## Exercise aim:
Transcribe the portion of the forum thread on the word "axiopisty" between "the worthless word" and "Gaussen, Theopneusty (1844)", inclusive.

## Excerpt to read:
▬▬▬

Posted By: tsuwm Re: Self-authentication? - 03/12/08 04:05 AM
this word of the day??

the worthless word for the day is: axiopisty

[fr. Gk axio-pistos < axios, worthy + pistos,
to be trusted] /aks ee AH pih stee/
obs. rare : the quality that makes something believable: trustworthiness

"She does not only attribute to their sacred authors
the axiopisty, a credibility fully merited, but also
the autopisty; that is to say a right to be believed
independently of their circumstances or of their
personal qualities..."
- Louis Gaussen, Theopneusty (1844)

"How can you not suspect the axiopisty of someone
who has been convicted of a white-collar crime?"
- New Straits Times, (Kuala Lumpur) July 1, 1996

bonus: autopisty - self-authentication

-tsuwm
http://home.comcast.net/~wwftd
Posted By: latishya Re: Self-authentication? - 03/12/08 04:06 AM
that's the one. Do you get it too?
Posted By: tsuwm Re: Self-authentication? - 03/12/08 04:09 AM
get it? I am it.

in any case, the quote contrasts the two words nicely.

-tsuwm
Posted By: latishya Re: Self-authentication? - 03/12/08 04:11 AM
Originally Posted By: tsuwm
get it? I am it.

in any case, the quote contrasts to the words nicely.

-tsuwm


Sorry! I guess that makes you the one to ask then
Posted By: tsuwm Re: Self-authentication? - 03/12/08 04:19 AM
by the way, Theopneusty can be defined as 'divine inspiration,' and that's what Gaussen is writing about - she's saying the writers (of the Holy Scriptures) are not only trustworthy, but that their writing is credible in itself.

-joe (I don't buy 'em, I just 'splain 'em) friday
Posted By: Jackie Re: Self-authentication? - 03/12/08 02:24 PM
Wow, and you're psychic too: from the first post I'd been planning to ask what Theopneusty was.

▬▬▬

## Recorded data:
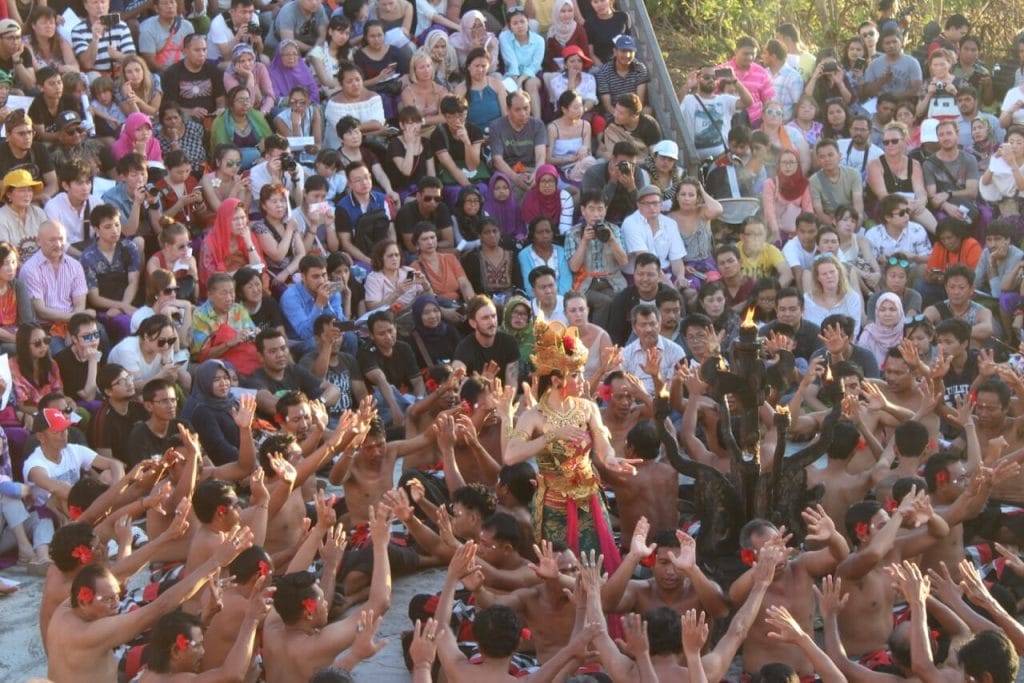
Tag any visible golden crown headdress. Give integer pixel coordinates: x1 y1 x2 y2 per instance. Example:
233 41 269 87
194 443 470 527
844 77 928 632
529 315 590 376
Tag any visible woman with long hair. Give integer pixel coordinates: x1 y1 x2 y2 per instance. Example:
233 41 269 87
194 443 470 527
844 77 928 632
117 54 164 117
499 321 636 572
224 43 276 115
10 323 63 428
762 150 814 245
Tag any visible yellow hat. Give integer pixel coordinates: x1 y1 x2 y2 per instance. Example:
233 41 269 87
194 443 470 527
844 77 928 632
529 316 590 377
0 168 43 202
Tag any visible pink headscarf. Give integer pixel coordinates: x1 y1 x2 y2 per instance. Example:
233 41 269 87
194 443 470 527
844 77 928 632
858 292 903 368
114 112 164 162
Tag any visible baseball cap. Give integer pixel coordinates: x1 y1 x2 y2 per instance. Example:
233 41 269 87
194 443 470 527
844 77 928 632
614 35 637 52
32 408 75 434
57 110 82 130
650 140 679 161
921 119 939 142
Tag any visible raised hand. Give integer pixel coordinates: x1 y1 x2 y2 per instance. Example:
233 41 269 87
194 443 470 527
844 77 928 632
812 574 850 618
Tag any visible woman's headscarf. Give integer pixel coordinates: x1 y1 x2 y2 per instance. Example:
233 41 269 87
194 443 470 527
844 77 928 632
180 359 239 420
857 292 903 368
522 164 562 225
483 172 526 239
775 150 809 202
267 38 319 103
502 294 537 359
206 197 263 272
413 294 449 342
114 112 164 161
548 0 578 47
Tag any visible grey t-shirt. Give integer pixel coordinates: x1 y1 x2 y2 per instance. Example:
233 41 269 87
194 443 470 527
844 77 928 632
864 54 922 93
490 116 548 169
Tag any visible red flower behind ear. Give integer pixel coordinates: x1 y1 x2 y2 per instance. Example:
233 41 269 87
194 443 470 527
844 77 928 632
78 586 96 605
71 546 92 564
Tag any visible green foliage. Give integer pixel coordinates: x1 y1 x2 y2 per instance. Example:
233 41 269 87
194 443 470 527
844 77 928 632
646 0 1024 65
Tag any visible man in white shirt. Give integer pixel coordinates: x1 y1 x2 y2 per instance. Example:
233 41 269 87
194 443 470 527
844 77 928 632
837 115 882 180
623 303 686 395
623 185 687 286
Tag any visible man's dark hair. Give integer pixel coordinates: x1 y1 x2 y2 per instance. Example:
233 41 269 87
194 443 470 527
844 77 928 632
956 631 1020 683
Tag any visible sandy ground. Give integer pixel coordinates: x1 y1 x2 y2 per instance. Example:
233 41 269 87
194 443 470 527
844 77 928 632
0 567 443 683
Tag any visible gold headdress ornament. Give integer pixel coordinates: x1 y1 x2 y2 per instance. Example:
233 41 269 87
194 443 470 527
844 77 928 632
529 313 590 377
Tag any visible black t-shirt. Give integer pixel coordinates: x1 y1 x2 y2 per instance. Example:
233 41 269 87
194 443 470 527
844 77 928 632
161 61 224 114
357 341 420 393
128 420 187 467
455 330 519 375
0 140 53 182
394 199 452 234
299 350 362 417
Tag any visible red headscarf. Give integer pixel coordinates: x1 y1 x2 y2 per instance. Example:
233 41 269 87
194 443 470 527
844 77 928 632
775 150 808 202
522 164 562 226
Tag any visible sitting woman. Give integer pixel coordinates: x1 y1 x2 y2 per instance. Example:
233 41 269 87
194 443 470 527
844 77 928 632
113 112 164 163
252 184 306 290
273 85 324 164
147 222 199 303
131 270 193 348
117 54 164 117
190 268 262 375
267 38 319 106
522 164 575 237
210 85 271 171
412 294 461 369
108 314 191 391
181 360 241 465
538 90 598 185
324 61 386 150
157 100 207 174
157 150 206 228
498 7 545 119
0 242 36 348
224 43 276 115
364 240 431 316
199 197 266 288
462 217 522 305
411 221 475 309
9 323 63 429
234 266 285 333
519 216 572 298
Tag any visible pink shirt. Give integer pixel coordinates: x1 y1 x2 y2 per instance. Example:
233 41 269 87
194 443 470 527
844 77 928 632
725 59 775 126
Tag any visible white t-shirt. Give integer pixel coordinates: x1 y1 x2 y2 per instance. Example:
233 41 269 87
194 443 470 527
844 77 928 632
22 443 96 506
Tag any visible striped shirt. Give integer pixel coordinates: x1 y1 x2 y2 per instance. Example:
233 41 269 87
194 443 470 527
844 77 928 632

▬▬▬

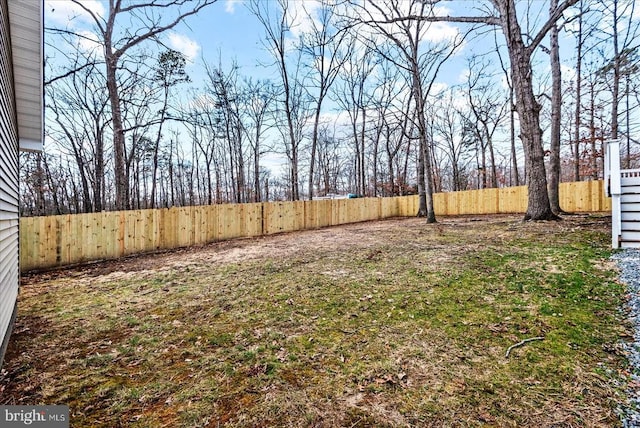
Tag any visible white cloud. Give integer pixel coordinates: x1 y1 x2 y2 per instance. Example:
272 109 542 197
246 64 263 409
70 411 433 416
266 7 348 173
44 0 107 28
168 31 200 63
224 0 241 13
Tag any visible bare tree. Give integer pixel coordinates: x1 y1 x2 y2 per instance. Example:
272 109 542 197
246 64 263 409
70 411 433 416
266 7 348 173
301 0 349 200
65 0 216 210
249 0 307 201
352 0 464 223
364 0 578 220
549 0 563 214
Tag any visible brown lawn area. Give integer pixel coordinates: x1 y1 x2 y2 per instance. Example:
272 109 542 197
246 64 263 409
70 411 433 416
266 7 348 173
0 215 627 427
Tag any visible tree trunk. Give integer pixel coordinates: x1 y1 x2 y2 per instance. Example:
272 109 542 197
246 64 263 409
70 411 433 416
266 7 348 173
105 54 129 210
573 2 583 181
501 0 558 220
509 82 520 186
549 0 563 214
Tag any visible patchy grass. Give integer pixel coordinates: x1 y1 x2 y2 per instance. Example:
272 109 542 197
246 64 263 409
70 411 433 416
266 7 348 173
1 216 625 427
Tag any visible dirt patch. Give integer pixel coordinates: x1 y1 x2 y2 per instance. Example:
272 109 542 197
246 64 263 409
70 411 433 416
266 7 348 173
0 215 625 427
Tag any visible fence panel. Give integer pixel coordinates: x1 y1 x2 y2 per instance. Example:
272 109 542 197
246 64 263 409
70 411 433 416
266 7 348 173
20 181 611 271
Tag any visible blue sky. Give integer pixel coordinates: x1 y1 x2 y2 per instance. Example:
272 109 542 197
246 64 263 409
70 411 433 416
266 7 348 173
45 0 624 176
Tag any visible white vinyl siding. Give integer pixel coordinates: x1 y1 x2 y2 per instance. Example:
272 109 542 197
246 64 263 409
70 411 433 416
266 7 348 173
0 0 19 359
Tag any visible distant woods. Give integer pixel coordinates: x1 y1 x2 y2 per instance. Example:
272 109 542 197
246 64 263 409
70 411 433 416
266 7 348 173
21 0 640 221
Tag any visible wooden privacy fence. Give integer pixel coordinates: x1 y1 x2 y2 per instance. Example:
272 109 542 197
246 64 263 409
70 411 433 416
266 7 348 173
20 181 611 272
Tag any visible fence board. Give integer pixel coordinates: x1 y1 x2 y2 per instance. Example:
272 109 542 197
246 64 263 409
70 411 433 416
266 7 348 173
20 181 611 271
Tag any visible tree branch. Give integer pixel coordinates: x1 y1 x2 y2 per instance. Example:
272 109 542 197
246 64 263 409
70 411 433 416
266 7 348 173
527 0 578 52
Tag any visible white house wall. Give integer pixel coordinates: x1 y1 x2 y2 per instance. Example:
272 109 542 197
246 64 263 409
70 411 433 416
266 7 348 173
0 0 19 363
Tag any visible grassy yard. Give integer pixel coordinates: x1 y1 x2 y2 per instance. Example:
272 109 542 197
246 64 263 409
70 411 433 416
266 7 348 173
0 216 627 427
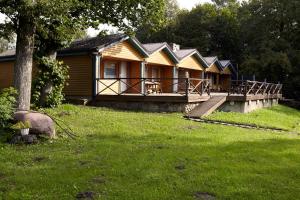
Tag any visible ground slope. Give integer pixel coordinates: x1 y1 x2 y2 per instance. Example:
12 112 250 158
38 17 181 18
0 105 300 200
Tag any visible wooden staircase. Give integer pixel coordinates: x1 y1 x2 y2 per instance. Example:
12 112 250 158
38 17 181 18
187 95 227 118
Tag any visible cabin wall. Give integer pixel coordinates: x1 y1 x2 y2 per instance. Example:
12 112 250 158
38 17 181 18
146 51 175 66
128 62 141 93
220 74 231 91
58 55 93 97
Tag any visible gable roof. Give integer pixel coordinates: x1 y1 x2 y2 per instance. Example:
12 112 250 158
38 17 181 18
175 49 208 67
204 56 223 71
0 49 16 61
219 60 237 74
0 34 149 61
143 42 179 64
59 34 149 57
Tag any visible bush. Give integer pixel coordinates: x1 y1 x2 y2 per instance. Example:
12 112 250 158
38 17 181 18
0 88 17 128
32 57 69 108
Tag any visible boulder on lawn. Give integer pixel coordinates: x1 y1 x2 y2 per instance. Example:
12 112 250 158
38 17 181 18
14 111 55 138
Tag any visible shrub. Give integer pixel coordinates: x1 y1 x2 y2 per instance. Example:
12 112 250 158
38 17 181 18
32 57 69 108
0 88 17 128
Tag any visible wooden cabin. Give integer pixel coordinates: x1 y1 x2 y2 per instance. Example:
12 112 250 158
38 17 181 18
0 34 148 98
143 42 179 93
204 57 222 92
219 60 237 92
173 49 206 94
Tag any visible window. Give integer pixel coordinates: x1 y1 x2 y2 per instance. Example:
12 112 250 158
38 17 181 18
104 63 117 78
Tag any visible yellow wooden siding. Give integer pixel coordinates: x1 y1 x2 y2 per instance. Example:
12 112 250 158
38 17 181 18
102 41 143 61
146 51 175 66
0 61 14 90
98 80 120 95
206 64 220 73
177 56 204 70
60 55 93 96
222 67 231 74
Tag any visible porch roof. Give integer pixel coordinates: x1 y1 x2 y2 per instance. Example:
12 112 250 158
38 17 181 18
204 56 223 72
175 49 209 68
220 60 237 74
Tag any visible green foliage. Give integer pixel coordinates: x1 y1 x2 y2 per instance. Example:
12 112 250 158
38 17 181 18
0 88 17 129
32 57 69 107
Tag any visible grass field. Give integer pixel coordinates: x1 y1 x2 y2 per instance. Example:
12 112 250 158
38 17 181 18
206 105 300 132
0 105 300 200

▬▬▬

## Exercise answer:
the worthless word for the day is: axiopisty

[fr. Gk axio-pistos < axios, worthy + pistos,
to be trusted] /aks ee AH pih stee/
obs. rare : the quality that makes something believable: trustworthiness

"She does not only attribute to their sacred authors
the axiopisty, a credibility fully merited, but also
the autopisty; that is to say a right to be believed
independently of their circumstances or of their
personal qualities..."
- Louis Gaussen, Theopneusty (1844)